= To do =
1. Retype the passage on Gnonnas Pedro, starting with "Pedro led his" and going on through "Games in 1973.".
2. Answer these questions using the Gnonnas Pedro text:
(a) In what year was Gnonnas Pedro born?
(b) Which long-lived orchestra did he join after leading his own bands?
(c) What style is he credited with creating by updating the traditional music of his home region?
3. Proceed with the Gnonnas Pedro text, writing on from its last sentence.

[Opening Document text section]

= Gnonnas Pedro =

Beninese musician and singer

Gnonnan Sossou Pierre Kouassivi, born on 10 January 1943 in Cotonou, known by the stage name Gnonnas Pedro was a singer and musician from Lokossa, Benin. He is perhaps best known as the lead singer of Africando between 1995 and his death in 2004 but had been well known in his home country of Benin and beyond since the 1960s.

Pedro led his own bands Pedro y Sus Panchos, later reforming as Gnonnas Pedro and his Dadjes Band, before joining the long-lived Orchestre Poly-rythmo de Cotonou.

As a singer, songwriter, instrumentalist, and dancer, Pedro embraced many styles of music including highlife and juju. Pedro is credited with updating the traditional Agbadja style of his home region, creating Modern Agbadja. He sang in many different languages, including Mina, Adja, Yoruba, French, English, and Spanish. Pedro produced the song "Feso Jaiye", which became a hit and was performed by many bands at the 2nd All-Africa Games in 1973.

[Closing Document text section]
[Opening Supplied data section]

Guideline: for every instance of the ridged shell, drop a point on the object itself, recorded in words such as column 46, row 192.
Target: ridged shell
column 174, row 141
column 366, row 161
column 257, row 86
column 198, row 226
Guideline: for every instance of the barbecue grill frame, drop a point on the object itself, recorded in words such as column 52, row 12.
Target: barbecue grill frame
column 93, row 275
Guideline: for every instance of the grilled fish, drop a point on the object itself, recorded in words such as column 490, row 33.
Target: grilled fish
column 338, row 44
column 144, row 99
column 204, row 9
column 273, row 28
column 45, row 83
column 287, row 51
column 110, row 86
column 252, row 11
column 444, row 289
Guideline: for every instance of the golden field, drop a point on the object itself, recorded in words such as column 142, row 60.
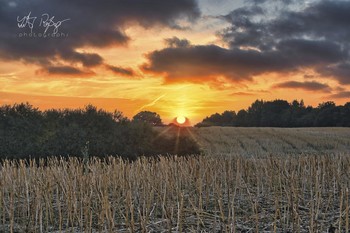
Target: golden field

[Closing Supplied data section]
[Opening Supplied data section]

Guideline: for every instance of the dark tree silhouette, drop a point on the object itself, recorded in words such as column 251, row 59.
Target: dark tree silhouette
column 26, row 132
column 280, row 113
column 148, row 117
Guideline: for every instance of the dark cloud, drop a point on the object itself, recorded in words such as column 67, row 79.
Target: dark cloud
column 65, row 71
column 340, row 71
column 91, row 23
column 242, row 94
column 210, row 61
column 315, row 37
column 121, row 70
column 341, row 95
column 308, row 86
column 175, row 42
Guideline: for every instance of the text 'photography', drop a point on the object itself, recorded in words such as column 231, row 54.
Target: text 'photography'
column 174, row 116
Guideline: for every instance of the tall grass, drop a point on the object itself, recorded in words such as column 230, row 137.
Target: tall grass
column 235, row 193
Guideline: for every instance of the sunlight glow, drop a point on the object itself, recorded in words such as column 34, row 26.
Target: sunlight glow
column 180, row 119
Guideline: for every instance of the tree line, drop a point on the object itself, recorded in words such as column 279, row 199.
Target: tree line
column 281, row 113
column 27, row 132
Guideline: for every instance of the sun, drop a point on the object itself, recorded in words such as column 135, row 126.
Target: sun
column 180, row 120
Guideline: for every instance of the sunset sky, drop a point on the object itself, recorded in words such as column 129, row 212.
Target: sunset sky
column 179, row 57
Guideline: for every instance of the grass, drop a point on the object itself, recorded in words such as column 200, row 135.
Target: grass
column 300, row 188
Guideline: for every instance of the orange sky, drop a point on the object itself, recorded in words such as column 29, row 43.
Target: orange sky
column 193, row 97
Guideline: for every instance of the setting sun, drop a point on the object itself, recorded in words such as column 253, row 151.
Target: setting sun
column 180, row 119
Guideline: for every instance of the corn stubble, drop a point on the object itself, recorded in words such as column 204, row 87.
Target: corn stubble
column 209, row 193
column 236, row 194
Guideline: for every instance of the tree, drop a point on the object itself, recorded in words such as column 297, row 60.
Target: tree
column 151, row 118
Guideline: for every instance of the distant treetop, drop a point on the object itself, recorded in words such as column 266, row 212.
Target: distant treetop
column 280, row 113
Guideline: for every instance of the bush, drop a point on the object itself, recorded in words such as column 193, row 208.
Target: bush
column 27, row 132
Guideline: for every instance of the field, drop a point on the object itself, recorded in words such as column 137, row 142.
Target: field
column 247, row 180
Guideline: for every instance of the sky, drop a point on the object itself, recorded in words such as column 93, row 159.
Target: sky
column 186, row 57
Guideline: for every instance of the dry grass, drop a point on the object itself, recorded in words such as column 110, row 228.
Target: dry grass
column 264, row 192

[Closing Supplied data section]

= Written responses =
1.
Pedro led his own bands Pedro y Sus Panchos, later reforming as Gnonnas Pedro and his Dadjes Band, before joining the long-lived Orchestre Poly-rythmo de Cotonou.

As a singer, songwriter, instrumentalist, and dancer, Pedro embraced many styles of music including highlife and juju. Pedro is credited with updating the traditional Agbadja style of his home region, creating Modern Agbadja. He sang in many different languages, including Mina, Adja, Yoruba, French, English, and Spanish. Pedro produced the song "Feso Jaiye", which became a hit and was performed by many bands at the 2nd All-Africa Games in 1973.

2.
(a) 1943
(b) Orchestre Poly-rythmo de Cotonou
(c) Modern Agbadja

3.
==Death==
Gnonnas Pedro died on 12 August 2004, age 61, from prostate cancer in a hospital of Cotonou, Benin.

==Discography==
===Solo===
- Dadjes: The Band Of Africa (1975)
- Gnonnas Pedro (Disco Stock, 1979)
- El Cochechivo (Ledoux, 1981)
- Agbadja (Syllart, 1999)
- Irma koi (Syllart, 1999)
- The best of Gnonnas Pedro (2003)

===With Africando===
- Gombo Salsa (Stern's Africa STCD1071, 1996)
- Baloba (Stern's Africa STCD1082, 1998)
- Mandali (Stern's Africa STCD1092, 2000) Credited to Africando All Stars. Released in France as Betece
- Live! (Sono CDS8907, double CD, 2001) Out of print
- Martina (Stern's Africa STCD1096, 2003)
- Ketukuba (Stern's Africa STCD1103, 2006) Released after his death.